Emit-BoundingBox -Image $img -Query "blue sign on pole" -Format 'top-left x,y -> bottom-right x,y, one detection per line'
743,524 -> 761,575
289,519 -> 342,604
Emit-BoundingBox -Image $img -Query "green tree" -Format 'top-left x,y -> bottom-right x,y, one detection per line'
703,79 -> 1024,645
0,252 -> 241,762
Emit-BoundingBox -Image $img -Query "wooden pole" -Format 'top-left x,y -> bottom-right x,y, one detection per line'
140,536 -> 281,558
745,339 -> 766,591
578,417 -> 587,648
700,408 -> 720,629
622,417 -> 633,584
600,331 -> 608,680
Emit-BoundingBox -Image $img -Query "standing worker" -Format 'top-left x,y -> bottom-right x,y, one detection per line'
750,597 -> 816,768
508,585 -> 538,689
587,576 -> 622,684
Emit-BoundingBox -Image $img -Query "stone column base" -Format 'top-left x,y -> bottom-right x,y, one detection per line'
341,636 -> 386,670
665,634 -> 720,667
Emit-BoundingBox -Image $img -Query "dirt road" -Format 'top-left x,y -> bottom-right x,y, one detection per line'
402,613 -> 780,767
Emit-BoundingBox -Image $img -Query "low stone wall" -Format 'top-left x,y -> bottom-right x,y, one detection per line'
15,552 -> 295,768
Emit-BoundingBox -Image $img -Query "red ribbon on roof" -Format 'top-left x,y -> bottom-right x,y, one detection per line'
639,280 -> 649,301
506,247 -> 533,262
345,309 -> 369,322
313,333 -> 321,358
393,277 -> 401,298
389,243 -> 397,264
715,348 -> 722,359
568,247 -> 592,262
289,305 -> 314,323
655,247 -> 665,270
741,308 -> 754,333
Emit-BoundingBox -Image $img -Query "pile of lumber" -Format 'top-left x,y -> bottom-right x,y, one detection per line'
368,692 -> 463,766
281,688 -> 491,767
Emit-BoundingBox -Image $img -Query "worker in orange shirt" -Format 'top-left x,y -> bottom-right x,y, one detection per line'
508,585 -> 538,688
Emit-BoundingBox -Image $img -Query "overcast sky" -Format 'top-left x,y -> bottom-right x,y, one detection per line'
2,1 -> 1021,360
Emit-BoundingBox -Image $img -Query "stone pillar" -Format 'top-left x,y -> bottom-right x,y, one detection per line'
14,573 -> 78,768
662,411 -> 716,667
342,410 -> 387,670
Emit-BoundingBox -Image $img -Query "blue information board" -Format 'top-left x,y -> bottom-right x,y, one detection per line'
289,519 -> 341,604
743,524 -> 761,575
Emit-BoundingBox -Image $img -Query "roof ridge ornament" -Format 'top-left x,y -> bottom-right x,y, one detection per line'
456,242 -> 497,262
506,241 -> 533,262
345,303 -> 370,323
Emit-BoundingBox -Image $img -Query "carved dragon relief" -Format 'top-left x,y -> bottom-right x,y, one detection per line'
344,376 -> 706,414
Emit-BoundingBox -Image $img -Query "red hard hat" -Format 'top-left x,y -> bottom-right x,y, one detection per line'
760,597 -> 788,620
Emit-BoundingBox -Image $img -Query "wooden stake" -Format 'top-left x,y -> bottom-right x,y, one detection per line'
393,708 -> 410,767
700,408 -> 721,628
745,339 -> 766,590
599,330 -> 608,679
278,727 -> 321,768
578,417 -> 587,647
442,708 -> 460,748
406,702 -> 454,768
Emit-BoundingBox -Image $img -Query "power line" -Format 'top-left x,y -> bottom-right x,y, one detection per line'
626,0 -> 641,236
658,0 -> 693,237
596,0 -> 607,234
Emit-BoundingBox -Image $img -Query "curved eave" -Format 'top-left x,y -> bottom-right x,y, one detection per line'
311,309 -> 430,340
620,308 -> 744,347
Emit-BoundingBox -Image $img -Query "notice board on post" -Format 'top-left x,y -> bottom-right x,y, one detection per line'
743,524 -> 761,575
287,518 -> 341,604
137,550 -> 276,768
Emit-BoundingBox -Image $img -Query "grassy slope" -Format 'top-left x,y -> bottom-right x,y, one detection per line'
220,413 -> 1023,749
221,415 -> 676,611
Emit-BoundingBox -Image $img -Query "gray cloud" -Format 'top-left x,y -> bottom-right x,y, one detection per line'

• **INSTRUCTIONS TO FOLLOW**
Send back all of the material exactly as given.

• **SOLUTION FOR THIS TASK**
Emit-BoundingBox -Image $img -Query "blue sign on pole" -Format 'top-left x,y -> bottom-right x,y, one detection per line'
743,524 -> 761,575
289,519 -> 342,604
Emit-BoundingBox -Image $img -Query "green tree" -Format 'top-left x,y -> bottom-right x,y, one detection per line'
703,79 -> 1024,645
0,252 -> 241,762
Emit-BoundingBox -Image $img -Query "wooden pole" -Format 'top-left x,y -> bottom-right x,y, one detection per line'
140,536 -> 281,558
745,339 -> 766,591
578,417 -> 587,648
700,408 -> 720,629
622,417 -> 633,584
600,331 -> 608,680
Emit-BoundingBox -Image $img -Query "standing worker" -Format 'top-left x,y -> bottom-right x,y, one detection per line'
750,597 -> 816,768
508,585 -> 538,689
587,576 -> 622,684
Emit-BoundingBox -Image $img -Query "stone column base" -Format 'top-left x,y -> bottom-right x,y, one detection per line'
341,636 -> 386,670
665,634 -> 720,667
Emit-BoundingBox -Image $img -Query "dirt road" -Format 'top-left x,y -> bottom-right x,y, one detection per line'
402,613 -> 780,767
Emit-BoundingBox -Image $img -Query "low stone wall" -Format 'top-left x,y -> bottom-right x,y, one detection per line'
15,552 -> 295,768
Emit-BoundingBox -Image $img -Query "red ribbon on roof" -Format 'top-left x,y -> bottom-right x,y, one detection per line'
639,280 -> 649,301
506,247 -> 533,262
345,309 -> 369,322
313,333 -> 321,358
393,277 -> 401,298
389,243 -> 397,264
715,348 -> 722,359
568,247 -> 592,262
289,305 -> 314,323
655,247 -> 665,270
741,308 -> 754,333
Emit-BoundingBox -Image $img -Query "pile of lumber" -Format 'top-left x,y -> bottom-right x,y, one detection per line'
368,692 -> 463,766
281,688 -> 491,767
Emit-BoundingBox -Image $img -Query "worker in orange shirt" -Format 'top-left x,y -> bottom-right x,y, one detection per line'
508,585 -> 538,688
Emit-BoundingBox -Image $img -Query "overcast sky" -Format 'top-left x,y -> bottom-right x,y, one detection per line'
2,1 -> 1021,360
Emit-BoundingBox -Image $img -Query "stone pillar" -Format 'top-left x,y -> bottom-right x,y, one detection per line'
14,573 -> 78,768
662,411 -> 716,667
342,410 -> 387,670
Emit-BoundingBox -Image $img -Query "blue information board" -Format 'top-left x,y -> bottom-right x,y, one detection per line'
289,519 -> 341,604
743,524 -> 761,575
Emit-BoundingBox -Image $img -Query "roof ridge ornament" -Format 'top-left x,y -> bottom-right x,y, one detection per line'
456,242 -> 497,262
506,241 -> 533,262
345,303 -> 370,323
Emit-BoundingBox -Image $img -Query "carved dragon relief" -Format 'top-left x,y -> bottom-right x,y, one detection per line'
344,376 -> 706,414
Emit-BoundingBox -Image $img -Query "red hard hat" -Format 'top-left x,y -> bottom-right x,y, one detection per line'
760,597 -> 788,620
Emit-BoundingBox -Image $img -Query "wooden stake" -Format 'top-left x,y -> bottom-right x,y, one detection per line'
393,708 -> 410,767
700,408 -> 721,628
745,339 -> 766,590
599,330 -> 608,679
278,727 -> 321,768
578,417 -> 587,647
442,708 -> 460,748
406,702 -> 454,768
Emit-BoundingBox -Image $img -Query "power line" -Format 'top-left x,y -> bottom-right x,y, one detection per line'
626,0 -> 641,236
658,0 -> 693,237
596,0 -> 607,234
Emit-BoundingBox -Image $img -Query "curved eave" -Format 'top-left x,y -> bottom-right x,y, one detection per line'
311,309 -> 430,340
620,308 -> 744,347
Emit-BoundingBox -Image $img -Query "notice board on post" -Format 'top-left x,y -> bottom-right x,y, one detection per line'
743,524 -> 761,575
287,518 -> 341,604
137,550 -> 276,768
Emit-BoundingBox -Image $img -Query "grassy slope" -Format 'top-left x,y -> bottom-right x,y, one detection per line'
220,413 -> 1023,749
221,415 -> 676,611
Emit-BoundingBox -Image $img -Query "gray cloud" -Format 'top-left x,y -> bottom-right x,y, one detection per line'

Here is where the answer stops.